=== Required work ===
(a) In the lecture slides on text mining and the Semantic Web, what is IE said to be about?
(b) Duplicate the passage of the lecture slides on text mining and the Semantic Web starting with "Challenge of the" and going on through "pre-processing (NLP techniques)".

=== Excerpt provided ===
--- START ---

Title: Text mining and the Semantic Web

Text mining and the Semantic Web
  • Dr Diana Maynard
  • NLP Group
  • Department of Computer Science
  • University of Sheffield

Structure of this lecture
  • Text Mining and the Semantic Web
  • Text Mining Components / Methods
  • Information Extraction
  • Evaluation
  • Visualisation
  • Summary

Introduction to Text Mining and the Semantic Web
What is Text Mining?
  • Text mining is about knowledge discovery from
    large collections of unstructured text.
  • Its not the same as data mining, which is more
    about discovering patterns in structured data
    stored in databases.
  • Similar techniques are sometimes used, however
    text mining has many additional constraints
    caused by the unstructured nature of the text and
    the use of natural language.
  • Information extraction (IE) is a major component
    of text mining.
  • IE is about extracting facts and structured
    information from unstructured text.

Challenge of the Semantic Web
  • The Semantic Web requires machine processable,
    repurposable data to complement hypertext
  • Such metadata can be divided into two types of
    information explicit and implicit. IE is mainly
    concerned with implicit (semantic) metadata.
  • More on this later

Text mining components and methods
Text mining stages
  • Document selection and filtering (IR techniques)
  • Document pre-processing (NLP techniques)
  • Document processing (NLP / ML / statistical

Stages of document processing
  • Document selection involves identification and
    retrieval of potentially relevant documents from
    a large set (e.g. the web) in order to reduce the
    search space. Standard or semantically-enhanced
    IR techniques can be used for this.

--- END ---

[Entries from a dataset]
--- START ---

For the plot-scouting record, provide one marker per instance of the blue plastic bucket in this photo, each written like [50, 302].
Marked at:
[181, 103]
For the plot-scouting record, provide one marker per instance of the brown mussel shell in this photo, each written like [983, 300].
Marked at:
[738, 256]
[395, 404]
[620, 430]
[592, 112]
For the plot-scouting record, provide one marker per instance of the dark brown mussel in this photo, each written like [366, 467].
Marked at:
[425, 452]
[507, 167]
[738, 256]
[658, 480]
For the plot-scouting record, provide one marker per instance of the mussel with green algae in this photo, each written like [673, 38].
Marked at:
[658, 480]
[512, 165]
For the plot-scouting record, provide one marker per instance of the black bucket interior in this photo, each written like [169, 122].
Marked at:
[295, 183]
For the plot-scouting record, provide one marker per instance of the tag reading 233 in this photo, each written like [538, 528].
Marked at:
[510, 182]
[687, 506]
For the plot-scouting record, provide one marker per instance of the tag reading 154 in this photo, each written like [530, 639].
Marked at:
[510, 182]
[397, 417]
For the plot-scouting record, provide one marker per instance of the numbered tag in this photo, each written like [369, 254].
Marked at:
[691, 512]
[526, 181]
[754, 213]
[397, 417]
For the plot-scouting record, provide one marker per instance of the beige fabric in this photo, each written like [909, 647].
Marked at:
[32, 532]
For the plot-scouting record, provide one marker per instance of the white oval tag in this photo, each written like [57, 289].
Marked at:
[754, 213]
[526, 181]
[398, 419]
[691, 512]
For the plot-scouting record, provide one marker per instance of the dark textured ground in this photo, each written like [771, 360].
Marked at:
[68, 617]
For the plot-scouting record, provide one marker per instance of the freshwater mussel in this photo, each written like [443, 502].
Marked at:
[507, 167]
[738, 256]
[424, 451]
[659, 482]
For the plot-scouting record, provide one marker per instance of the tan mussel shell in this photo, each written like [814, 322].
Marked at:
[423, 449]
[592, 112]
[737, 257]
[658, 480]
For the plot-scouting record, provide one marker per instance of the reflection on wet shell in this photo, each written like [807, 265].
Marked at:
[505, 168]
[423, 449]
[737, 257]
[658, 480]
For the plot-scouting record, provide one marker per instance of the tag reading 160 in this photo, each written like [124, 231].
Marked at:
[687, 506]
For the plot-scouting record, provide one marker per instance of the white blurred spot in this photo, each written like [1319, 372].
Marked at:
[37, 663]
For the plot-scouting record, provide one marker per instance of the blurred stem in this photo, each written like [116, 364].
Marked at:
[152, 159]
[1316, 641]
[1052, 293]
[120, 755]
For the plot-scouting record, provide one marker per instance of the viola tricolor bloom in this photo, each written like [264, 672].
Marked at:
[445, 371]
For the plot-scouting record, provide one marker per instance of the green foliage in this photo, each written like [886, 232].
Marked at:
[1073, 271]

--- END ---

=== Results of the tasks ===
(a) Extracting facts and structured information from unstructured text.

(b)
Challenge of the Semantic Web
  • The Semantic Web requires machine processable,
    repurposable data to complement hypertext
  • Such metadata can be divided into two types of
    information explicit and implicit. IE is mainly
    concerned with implicit (semantic) metadata.
  • More on this later

Text mining components and methods
Text mining stages
  • Document selection and filtering (IR techniques)
  • Document pre-processing (NLP techniques)